Task description: Rewrite the stretch of the records from the line containing "Indicate every instance of the person in" through the end of the records, changing "field-survey log" to "site inventory" and leaving everything else the same.

Recorded data:
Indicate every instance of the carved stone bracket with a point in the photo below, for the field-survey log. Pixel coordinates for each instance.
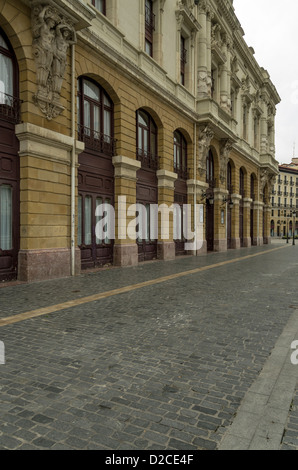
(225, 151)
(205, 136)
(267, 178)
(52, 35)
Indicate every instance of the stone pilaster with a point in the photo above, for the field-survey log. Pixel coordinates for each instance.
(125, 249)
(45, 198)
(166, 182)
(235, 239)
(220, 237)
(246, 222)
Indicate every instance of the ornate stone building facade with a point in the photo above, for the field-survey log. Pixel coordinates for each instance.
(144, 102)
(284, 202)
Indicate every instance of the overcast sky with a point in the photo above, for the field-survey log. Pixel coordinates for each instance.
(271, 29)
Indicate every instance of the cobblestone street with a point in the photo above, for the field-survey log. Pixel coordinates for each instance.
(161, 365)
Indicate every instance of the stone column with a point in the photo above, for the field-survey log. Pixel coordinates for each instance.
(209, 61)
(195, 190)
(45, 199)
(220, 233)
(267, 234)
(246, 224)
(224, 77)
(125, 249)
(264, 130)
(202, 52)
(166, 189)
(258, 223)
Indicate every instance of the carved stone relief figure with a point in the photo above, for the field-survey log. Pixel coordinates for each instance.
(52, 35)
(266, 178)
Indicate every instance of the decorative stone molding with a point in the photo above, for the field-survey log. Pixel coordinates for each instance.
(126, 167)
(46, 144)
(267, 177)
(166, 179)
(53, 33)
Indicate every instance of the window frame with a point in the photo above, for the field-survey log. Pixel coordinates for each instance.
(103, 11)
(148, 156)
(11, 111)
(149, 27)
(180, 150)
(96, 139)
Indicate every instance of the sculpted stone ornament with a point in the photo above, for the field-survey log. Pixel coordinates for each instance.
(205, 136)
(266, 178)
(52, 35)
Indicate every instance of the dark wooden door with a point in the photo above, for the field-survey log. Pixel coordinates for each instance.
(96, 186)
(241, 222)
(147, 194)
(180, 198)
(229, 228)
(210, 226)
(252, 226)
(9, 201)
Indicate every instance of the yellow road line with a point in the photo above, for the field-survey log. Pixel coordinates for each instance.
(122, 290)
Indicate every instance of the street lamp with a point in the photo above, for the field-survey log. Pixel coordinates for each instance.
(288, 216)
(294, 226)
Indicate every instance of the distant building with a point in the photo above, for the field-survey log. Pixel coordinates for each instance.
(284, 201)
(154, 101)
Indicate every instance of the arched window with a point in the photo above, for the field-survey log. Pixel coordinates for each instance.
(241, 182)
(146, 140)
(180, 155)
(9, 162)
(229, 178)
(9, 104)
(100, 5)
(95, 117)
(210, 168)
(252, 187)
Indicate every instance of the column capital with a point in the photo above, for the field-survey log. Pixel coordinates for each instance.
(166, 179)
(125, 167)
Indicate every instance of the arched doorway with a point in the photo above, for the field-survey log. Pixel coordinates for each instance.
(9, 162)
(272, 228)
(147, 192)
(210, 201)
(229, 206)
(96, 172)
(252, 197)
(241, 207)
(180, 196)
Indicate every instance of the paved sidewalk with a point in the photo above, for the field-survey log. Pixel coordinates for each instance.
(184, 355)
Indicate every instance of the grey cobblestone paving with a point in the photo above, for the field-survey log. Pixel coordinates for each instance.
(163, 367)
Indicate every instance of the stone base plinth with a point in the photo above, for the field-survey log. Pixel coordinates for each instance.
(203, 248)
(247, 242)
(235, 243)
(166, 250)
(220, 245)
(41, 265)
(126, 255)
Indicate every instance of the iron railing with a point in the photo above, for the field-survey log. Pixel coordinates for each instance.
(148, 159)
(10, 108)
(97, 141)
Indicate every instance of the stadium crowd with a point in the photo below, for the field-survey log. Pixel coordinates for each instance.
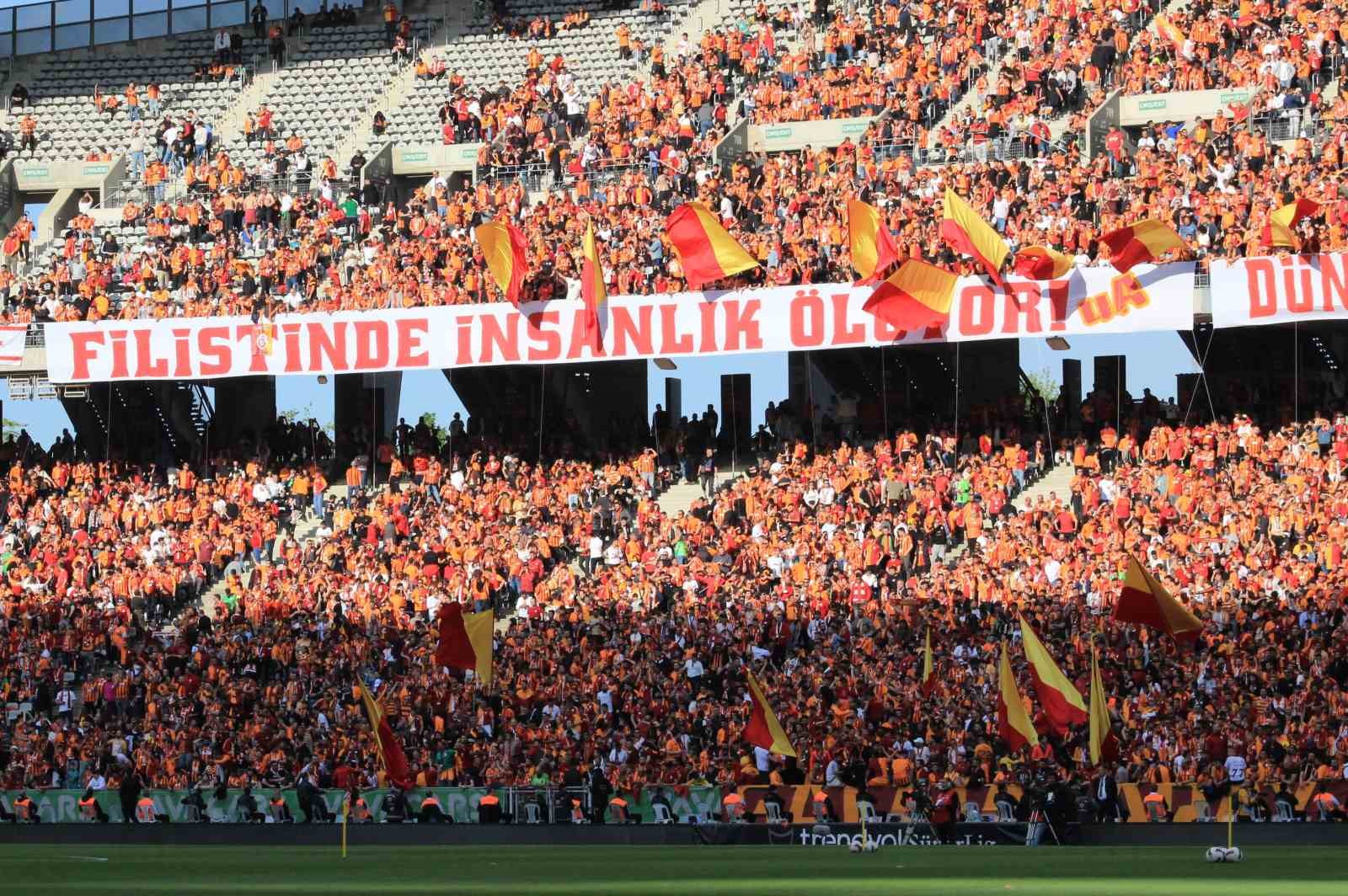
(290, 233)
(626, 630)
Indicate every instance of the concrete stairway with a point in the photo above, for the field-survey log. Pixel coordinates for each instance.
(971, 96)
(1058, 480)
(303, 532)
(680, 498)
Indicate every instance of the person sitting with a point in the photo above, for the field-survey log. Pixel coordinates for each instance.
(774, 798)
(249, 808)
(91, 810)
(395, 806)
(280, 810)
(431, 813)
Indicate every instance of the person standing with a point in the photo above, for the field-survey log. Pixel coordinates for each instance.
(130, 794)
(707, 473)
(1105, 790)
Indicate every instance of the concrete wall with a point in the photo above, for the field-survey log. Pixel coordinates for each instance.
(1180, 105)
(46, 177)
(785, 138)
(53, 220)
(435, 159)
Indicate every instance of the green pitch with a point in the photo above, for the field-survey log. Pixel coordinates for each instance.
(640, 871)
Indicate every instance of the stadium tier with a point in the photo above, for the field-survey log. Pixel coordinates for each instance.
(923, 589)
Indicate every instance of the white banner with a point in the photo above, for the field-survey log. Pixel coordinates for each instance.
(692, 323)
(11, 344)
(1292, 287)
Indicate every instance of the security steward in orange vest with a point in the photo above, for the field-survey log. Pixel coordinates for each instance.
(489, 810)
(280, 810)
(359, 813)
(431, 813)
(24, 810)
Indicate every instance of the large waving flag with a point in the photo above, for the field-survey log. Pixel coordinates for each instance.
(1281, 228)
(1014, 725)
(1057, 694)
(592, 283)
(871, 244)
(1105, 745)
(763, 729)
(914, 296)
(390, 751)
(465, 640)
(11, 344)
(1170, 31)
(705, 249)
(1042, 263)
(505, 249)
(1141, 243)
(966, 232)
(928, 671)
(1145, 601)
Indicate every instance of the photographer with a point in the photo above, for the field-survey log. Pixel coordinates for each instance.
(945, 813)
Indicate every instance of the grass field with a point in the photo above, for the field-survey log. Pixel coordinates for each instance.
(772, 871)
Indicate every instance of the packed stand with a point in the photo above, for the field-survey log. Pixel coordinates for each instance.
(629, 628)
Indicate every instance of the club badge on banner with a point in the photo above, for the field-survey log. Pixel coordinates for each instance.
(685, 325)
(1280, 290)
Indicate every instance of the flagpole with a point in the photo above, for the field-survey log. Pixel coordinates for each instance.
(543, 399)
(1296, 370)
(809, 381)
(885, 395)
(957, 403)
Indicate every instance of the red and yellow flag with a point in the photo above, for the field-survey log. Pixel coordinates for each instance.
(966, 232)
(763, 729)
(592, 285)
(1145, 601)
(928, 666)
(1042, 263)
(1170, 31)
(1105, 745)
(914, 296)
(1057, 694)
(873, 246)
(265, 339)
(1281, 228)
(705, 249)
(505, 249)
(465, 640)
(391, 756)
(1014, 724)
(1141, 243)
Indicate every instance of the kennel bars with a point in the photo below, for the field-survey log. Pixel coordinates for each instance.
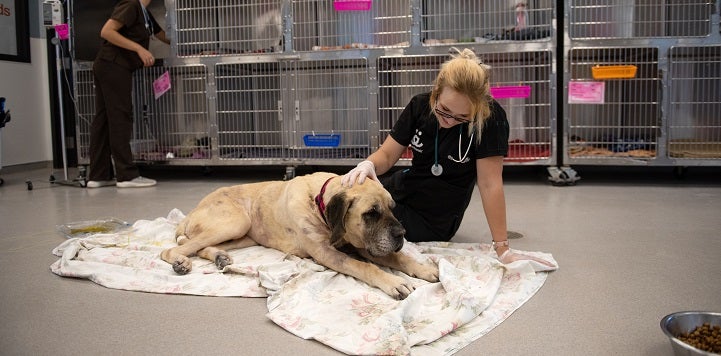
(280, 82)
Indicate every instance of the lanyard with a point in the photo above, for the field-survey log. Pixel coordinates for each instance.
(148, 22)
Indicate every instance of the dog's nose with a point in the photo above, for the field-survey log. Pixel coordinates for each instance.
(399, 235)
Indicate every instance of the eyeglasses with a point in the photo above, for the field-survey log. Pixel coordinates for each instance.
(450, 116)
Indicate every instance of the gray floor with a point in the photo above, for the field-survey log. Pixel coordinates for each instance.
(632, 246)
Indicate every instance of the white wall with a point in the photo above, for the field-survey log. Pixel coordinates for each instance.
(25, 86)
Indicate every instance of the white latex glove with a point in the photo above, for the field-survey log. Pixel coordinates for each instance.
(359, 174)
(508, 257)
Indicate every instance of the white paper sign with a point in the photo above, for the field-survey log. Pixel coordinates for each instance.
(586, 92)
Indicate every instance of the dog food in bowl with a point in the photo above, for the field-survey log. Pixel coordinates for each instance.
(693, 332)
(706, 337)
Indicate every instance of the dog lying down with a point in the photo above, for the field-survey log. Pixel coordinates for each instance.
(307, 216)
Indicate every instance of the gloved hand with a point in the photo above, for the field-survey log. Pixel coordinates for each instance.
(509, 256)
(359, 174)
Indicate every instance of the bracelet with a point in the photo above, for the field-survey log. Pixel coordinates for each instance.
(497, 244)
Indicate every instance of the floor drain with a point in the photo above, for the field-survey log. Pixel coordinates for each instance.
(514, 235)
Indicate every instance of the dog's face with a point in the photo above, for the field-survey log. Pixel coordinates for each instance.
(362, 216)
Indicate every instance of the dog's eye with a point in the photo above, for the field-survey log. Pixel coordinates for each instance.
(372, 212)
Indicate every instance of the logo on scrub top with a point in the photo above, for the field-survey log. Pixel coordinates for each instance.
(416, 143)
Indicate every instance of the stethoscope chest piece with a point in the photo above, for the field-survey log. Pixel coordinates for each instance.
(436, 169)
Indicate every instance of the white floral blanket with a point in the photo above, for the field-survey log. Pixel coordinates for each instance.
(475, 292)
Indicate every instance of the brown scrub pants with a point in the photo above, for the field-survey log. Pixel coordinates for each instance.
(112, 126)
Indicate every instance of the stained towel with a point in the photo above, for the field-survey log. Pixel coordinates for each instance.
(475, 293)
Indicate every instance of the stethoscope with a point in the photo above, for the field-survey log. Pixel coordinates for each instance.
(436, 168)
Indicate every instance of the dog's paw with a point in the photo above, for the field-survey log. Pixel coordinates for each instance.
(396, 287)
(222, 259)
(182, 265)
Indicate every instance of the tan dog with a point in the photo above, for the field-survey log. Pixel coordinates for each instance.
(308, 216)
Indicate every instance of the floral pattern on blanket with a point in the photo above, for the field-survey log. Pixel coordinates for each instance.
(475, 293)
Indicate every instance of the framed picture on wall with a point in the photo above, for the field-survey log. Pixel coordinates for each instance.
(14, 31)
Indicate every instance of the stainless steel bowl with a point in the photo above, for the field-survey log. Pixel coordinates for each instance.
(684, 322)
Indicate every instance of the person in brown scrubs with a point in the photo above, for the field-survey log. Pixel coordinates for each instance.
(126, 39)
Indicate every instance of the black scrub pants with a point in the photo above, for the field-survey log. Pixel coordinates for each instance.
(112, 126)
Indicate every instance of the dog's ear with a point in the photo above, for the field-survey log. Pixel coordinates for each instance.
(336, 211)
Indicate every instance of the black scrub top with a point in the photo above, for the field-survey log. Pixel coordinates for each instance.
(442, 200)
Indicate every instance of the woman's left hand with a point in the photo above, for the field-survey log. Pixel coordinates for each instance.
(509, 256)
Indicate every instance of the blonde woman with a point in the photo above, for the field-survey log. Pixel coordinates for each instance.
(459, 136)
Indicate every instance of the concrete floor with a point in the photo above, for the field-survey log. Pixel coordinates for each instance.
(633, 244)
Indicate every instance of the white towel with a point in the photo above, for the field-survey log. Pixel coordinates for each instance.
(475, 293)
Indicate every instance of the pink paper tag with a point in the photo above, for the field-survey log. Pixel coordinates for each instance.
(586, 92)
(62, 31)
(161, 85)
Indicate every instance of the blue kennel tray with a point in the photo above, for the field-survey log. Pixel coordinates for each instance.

Answer:
Indicate every instance of the person in brown scrubs with a point in the photo above, for the site inventory. Pixel coordinates for each instance.
(126, 39)
Indicate every instance of the black scrub pants with a point in the photo above, for the site inventory. Pixel coordinates for each instance.
(112, 126)
Indicate every instance of the dog's ear with a point in the photo above, for the site inventory. Pixel coordinates for each instance.
(336, 211)
Indicate every instance of the black scrub top with a point in the photo above, for the site inventory. Pixel coordinates for each instance.
(442, 200)
Indicate every instance of the woman's left hand with a point in the photo above, for the site inventory. Pixel coordinates for each instance.
(509, 256)
Indicate every instance of the blonde woman with a point in the photo above, for the site inventory. Pixel coordinates for each instance.
(459, 136)
Indicate every instance of the concrete floor with a point in the photo above, for the site inventory. Pixel coordinates for each instance.
(633, 244)
Indicate every instance of the white towel with a point in the photo above, for the site inventory. Pixel coordinates for each instance.
(475, 293)
Indicate every instance of the pink paper tag with a point in the photo above, for the site inventory. Pixel coordinates for each instance.
(586, 92)
(62, 31)
(161, 85)
Indicate every instance of the blue kennel tray with a point in the photo above, for the site inventory. Pixel coordinates for each instance.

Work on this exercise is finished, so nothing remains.